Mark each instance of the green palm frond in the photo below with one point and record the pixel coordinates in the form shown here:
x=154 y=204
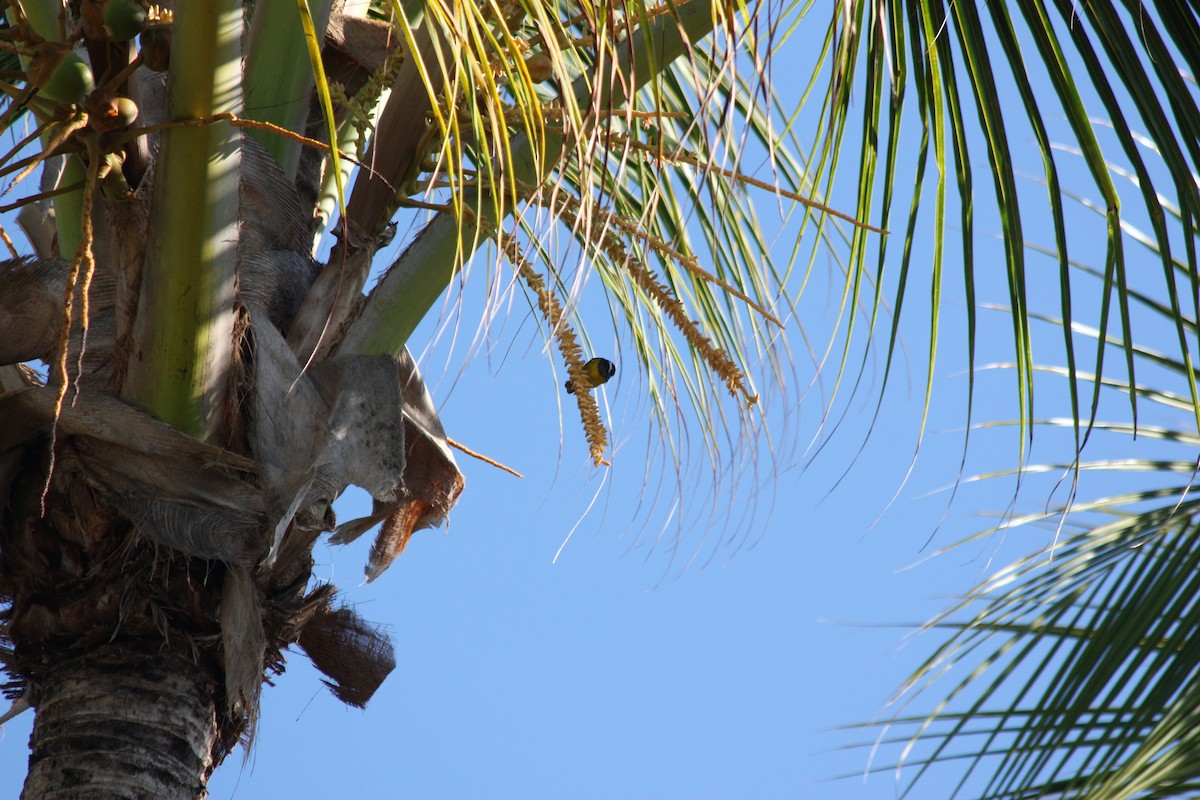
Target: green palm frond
x=951 y=66
x=1080 y=666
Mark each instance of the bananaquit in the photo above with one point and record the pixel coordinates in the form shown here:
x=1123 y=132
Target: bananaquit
x=597 y=371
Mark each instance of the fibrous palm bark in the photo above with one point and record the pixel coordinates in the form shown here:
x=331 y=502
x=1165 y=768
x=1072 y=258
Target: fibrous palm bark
x=150 y=579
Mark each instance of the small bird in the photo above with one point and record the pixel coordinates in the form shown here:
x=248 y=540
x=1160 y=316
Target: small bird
x=598 y=371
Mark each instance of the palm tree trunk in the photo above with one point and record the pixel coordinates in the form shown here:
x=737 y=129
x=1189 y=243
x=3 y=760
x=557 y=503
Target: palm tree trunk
x=121 y=722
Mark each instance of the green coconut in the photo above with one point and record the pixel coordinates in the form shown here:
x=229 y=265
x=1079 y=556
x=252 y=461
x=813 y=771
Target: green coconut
x=124 y=19
x=70 y=82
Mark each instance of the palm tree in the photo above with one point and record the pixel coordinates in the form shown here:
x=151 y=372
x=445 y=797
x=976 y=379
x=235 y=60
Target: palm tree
x=1072 y=672
x=209 y=389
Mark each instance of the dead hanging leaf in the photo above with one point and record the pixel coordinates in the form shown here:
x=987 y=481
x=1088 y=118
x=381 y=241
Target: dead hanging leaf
x=287 y=428
x=429 y=487
x=243 y=642
x=317 y=432
x=352 y=653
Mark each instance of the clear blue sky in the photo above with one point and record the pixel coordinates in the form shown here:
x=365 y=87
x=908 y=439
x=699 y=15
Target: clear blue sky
x=610 y=673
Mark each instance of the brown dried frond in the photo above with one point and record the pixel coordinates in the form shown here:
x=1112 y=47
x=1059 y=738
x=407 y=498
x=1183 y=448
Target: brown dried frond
x=568 y=346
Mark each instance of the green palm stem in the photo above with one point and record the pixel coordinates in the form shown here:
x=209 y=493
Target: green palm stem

**BRIEF**. Respond with only the number of lines in the data that include the string "stem".

**SOLUTION**. 2